Point localization data:
⁂

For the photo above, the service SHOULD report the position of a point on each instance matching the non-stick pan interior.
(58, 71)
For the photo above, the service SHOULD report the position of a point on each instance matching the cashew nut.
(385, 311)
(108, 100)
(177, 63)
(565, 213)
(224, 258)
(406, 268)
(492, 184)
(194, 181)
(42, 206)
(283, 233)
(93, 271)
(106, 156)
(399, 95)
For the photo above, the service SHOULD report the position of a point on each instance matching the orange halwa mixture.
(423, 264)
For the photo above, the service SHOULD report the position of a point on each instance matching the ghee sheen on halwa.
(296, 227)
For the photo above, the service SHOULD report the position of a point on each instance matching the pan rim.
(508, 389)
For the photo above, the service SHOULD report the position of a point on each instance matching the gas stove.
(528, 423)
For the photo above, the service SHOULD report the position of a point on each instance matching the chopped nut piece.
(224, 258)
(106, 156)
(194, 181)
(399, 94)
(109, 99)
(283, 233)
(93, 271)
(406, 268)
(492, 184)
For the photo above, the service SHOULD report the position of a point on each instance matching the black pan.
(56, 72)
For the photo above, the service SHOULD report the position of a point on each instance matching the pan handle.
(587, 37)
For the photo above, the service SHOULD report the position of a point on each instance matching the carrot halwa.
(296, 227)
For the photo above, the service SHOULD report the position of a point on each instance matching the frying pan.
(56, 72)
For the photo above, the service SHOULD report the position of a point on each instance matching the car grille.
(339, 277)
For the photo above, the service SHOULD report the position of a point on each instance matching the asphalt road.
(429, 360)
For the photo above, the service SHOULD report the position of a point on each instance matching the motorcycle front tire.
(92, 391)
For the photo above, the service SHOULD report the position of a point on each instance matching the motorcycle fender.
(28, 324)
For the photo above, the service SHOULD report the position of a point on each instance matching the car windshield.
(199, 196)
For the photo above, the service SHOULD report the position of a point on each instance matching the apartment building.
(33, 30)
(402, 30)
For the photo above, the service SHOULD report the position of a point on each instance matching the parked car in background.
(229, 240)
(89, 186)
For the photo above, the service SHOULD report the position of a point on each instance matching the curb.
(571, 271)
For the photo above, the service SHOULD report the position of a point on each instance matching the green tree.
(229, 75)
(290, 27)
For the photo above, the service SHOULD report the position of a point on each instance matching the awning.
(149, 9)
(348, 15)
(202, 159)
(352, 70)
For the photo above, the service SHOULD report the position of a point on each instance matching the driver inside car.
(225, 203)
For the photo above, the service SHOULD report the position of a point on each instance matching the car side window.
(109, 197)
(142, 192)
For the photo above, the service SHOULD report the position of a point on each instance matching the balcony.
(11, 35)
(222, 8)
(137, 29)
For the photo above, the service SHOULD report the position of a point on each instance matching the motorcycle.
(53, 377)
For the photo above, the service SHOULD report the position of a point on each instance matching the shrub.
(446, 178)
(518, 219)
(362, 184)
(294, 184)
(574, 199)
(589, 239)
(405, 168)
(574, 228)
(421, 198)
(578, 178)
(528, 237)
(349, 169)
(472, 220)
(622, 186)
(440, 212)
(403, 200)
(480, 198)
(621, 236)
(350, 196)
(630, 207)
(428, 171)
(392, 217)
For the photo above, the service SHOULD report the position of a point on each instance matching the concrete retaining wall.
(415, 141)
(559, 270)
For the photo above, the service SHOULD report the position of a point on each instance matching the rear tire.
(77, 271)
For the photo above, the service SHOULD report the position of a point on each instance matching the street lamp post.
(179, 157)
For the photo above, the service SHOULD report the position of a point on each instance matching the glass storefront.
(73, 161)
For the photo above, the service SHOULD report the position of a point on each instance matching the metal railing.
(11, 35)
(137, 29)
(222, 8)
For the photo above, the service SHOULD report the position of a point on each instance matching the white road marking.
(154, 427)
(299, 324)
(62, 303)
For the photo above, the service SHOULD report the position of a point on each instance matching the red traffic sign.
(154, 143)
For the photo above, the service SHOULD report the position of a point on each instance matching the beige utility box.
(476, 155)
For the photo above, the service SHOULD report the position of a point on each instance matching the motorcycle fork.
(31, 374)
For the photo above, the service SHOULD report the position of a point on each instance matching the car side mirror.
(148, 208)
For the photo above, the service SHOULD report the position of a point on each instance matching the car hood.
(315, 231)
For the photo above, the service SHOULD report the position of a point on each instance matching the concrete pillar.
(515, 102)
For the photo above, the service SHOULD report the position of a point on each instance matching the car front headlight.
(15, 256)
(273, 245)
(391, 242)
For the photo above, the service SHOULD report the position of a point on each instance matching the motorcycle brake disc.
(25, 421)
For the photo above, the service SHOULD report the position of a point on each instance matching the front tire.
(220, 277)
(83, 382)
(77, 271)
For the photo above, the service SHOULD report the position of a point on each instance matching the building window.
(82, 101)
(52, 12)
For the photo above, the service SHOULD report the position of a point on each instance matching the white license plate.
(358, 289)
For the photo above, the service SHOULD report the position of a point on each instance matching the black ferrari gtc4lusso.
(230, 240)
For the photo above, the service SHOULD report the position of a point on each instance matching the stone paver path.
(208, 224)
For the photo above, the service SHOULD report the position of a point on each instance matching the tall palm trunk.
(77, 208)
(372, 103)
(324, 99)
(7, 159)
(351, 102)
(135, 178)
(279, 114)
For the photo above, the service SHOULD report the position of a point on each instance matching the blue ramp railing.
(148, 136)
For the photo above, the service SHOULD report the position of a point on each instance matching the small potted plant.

⁂

A verbatim repeat of all the entries above is the required answer.

For the photo above, the service SHOULD report the position of a point on each instance matching the non-stick pan interior.
(58, 71)
For the photo above, the service SHOULD report the position of a point on each instance matching the cashew nut.
(385, 311)
(108, 100)
(177, 63)
(565, 213)
(224, 258)
(406, 268)
(492, 184)
(194, 181)
(42, 206)
(283, 233)
(93, 271)
(106, 156)
(399, 95)
For the photo above, the service SHOULD report the position of a point on each instance matching the orange halwa mixture.
(423, 264)
For the photo above, the service SHOULD report the position of a point on each instance matching the ghee sheen on halwa.
(296, 227)
For the photo above, the service SHOULD report the position of a point on each instance matching the pan rim.
(508, 389)
For the photo above, the service SHOULD report the position of a point on each instance matching the gas stove.
(528, 423)
For the photo above, the service SHOULD report the position of a point on each instance matching the chopped nut piece.
(224, 258)
(106, 156)
(194, 181)
(399, 94)
(109, 99)
(283, 233)
(93, 271)
(406, 268)
(492, 184)
For the photo above, the service SHOULD report the position of a point on each instance matching the black pan.
(56, 72)
For the photo above, the service SHOULD report the position of a point on each instance matching the pan handle.
(587, 37)
For the photo above, the service SHOULD report the position of a point on each instance matching the carrot halwa.
(296, 227)
For the photo above, the service SHOULD report the position of a point on each instance matching the frying pan.
(56, 72)
For the photo above, the service SHOULD report the position of a point on each instance matching the car grille.
(339, 277)
For the photo above, the service SHOULD report the position of a point on each instance matching the asphalt road.
(429, 360)
For the photo above, the service SHOULD report the position of a point on each instance matching the motorcycle front tire.
(92, 391)
For the photo above, the service SHOULD report the position of a point on each instance matching the motorcycle fender.
(28, 324)
For the photo above, the service SHOULD report the position of a point on each instance matching the car windshield.
(199, 196)
For the photo above, the service SHOULD report the position of a point on each instance matching the apartment building.
(33, 30)
(402, 30)
For the photo above, the service SHOULD report the position of a point on each instance matching the parked car in background.
(229, 240)
(89, 186)
For the photo above, the service SHOULD report the position of a point on each instance matching the curb.
(571, 271)
For the photo above, the service SHOULD report the position of a point on each instance matching the green tree.
(229, 75)
(290, 27)
For the photo above, the service SHOULD report the position of a point on each instance matching the awning.
(149, 9)
(348, 15)
(202, 159)
(352, 70)
For the photo above, the service SHOULD report the position of a point on each instance matching the driver inside car.
(225, 203)
For the photo above, the service SHOULD report the position of a point on each instance matching the car side window.
(109, 197)
(142, 192)
For the photo above, the service SHOULD report the position of a point on each instance matching the balcony.
(11, 35)
(222, 8)
(137, 29)
For the photo above, the service SHOULD report the position of a point on each instance matching the motorcycle.
(53, 377)
For the photo above, the service SHOULD report the position of a point on each instance matching the shrub.
(446, 178)
(518, 219)
(362, 184)
(294, 184)
(574, 199)
(589, 239)
(405, 168)
(574, 228)
(421, 198)
(578, 178)
(528, 237)
(349, 169)
(472, 220)
(622, 186)
(440, 212)
(403, 200)
(480, 198)
(621, 236)
(350, 196)
(630, 207)
(428, 171)
(392, 217)
For the photo above, the service SHOULD report the position of a point on each instance matching the concrete retaining wall.
(415, 141)
(559, 270)
For the photo above, the service SHOULD report the position of a point on each instance matching the rear tire.
(77, 271)
For the photo above, the service SHOULD report the position of a point on each instance matching the street lamp post.
(179, 157)
For the photo above, the service SHOULD report the position of a point on each instance matching the glass storefront.
(73, 161)
For the photo above, the service SHOULD report the position of a point on each instance matching the metal railing.
(11, 35)
(137, 29)
(222, 8)
For the photo above, the service SHOULD report the position of a point on each instance matching the white road marking.
(154, 427)
(299, 324)
(62, 303)
For the photo above, the service SHOULD report the position of a point on each instance matching the red traffic sign.
(154, 143)
For the photo above, the service SHOULD report the position of a point on each instance matching the beige utility box.
(476, 155)
For the photo above, the service SHOULD report the position of a point on each instance matching the motorcycle fork.
(31, 374)
For the photo above, the service SHOULD report the position of a point on each instance matching the car side mirror.
(148, 208)
For the photo above, the service SHOULD report the position of a point on each instance matching the car hood.
(315, 231)
For the photo above, the service SHOULD report the position of a point on each instance matching the concrete pillar.
(515, 102)
For the photo above, the service SHOULD report the position of a point on each instance matching the car front headlight.
(15, 256)
(273, 245)
(391, 242)
For the photo above, the service SHOULD report the position of a point on each instance matching the motorcycle brake disc.
(25, 421)
For the photo above, the service SHOULD report the position of a point on each instance matching the front tire.
(220, 277)
(83, 382)
(77, 271)
For the photo above, the service SHOULD report the position of a point on each instance matching the building window.
(82, 101)
(52, 12)
For the photo above, the service SHOULD report the position of a point on each instance matching the white license plate.
(358, 289)
For the photo above, the service SHOULD report the position of a point on each instance matching the black ferrari gtc4lusso.
(230, 240)
For the photo above, the service SHOULD report the position of a point on each instance matching the stone paver path.
(208, 224)
For the photo above, the service SHOULD report the position of a point on each instance matching the tall palm trunk.
(77, 208)
(372, 103)
(324, 99)
(7, 159)
(351, 102)
(135, 178)
(279, 114)
For the photo above, the service SHOULD report the position of a point on each instance matching the blue ramp railing.
(148, 136)
For the photo above, the service SHOULD report the position of a point on each instance matching the small potted plant.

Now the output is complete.